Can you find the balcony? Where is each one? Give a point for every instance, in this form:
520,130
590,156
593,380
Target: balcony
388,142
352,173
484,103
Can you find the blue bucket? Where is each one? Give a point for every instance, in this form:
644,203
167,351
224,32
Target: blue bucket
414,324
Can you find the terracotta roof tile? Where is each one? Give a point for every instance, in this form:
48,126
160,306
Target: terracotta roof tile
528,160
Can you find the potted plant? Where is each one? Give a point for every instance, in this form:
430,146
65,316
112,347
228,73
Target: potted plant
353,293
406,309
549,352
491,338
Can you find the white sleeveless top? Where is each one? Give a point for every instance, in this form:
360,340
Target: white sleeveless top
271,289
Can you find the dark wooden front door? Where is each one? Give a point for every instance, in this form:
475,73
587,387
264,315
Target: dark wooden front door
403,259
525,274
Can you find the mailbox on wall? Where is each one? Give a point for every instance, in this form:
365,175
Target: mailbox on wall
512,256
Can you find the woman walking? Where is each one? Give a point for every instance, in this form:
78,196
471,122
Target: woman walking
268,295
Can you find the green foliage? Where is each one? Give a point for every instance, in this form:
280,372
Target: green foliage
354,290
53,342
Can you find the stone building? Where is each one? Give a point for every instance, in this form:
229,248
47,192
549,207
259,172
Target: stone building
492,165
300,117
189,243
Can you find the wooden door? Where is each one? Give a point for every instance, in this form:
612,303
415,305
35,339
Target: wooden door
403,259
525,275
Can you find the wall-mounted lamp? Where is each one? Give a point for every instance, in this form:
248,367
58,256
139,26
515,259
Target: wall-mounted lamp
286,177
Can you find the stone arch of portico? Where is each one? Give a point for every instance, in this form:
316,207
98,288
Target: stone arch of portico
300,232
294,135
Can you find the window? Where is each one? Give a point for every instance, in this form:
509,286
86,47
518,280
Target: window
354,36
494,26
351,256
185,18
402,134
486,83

————

◆ GIVEN PROBLEM ◆
Set down the material above again, word for word.

◆ COMPLETE RESPONSE ◆
Can you find the balcony? Where is each one? Give a point for every instance, in this form:
520,130
590,156
593,380
Target: balcony
388,142
352,173
484,103
Can you find the blue bucket? Where is each one? Give a point for every instance, in this form:
644,203
167,351
224,32
Target: blue bucket
414,324
Can you find the terracotta roof tile? Where is each one? Give a point for every instance, in this form:
48,126
160,306
Target: terracotta roof tile
528,160
Can you find the potted plant? Where is each one? Give a point for every instance, in this form:
430,146
65,316
112,347
228,73
Target: potted plant
353,293
406,309
549,352
491,338
Can you find the white sleeveless top? Where is each one? Give a point for every instance, in this form:
360,340
Target: white sleeveless top
271,289
Can you find the dark wooden front door? Where is each one? Give a point for every instance, in this form:
475,73
587,387
264,315
Target: dark wooden front door
403,259
525,274
Can you find the mailbox on wall? Where is each one? Give a point for every instance, in this form:
365,175
Target: mailbox on wall
512,256
Can you find the woman walking? Where is each one? Give a point for every instance, in this form:
78,196
471,122
Target: woman walking
268,295
Can you find the green foliage? Where is each one? Give a point for every instance, in this form:
280,372
Target: green foliage
354,290
53,342
Can you find the stone building? Where is each one? Give a point for every instance, in this form:
229,248
47,192
549,207
259,172
Target: stone building
492,165
300,117
189,243
Can you find the wooden door? Where is each one? Give a point for every instance, in this form:
612,303
415,305
35,339
Target: wooden door
403,259
525,275
Can you find the wall-mounted lamp? Where is each one? Give a point for every instance, in this form:
248,367
58,256
139,26
515,259
Target: wall-mounted lamp
286,177
Can you find the stone arch of portico? Where is each one? Give a point for every instance, in this form:
316,207
98,288
Target: stone arch of portico
300,232
294,135
Can you find the window? Where is each one? Give a point for every instance, in this form:
509,286
86,47
518,280
Target: window
354,36
494,26
351,256
185,18
402,134
486,83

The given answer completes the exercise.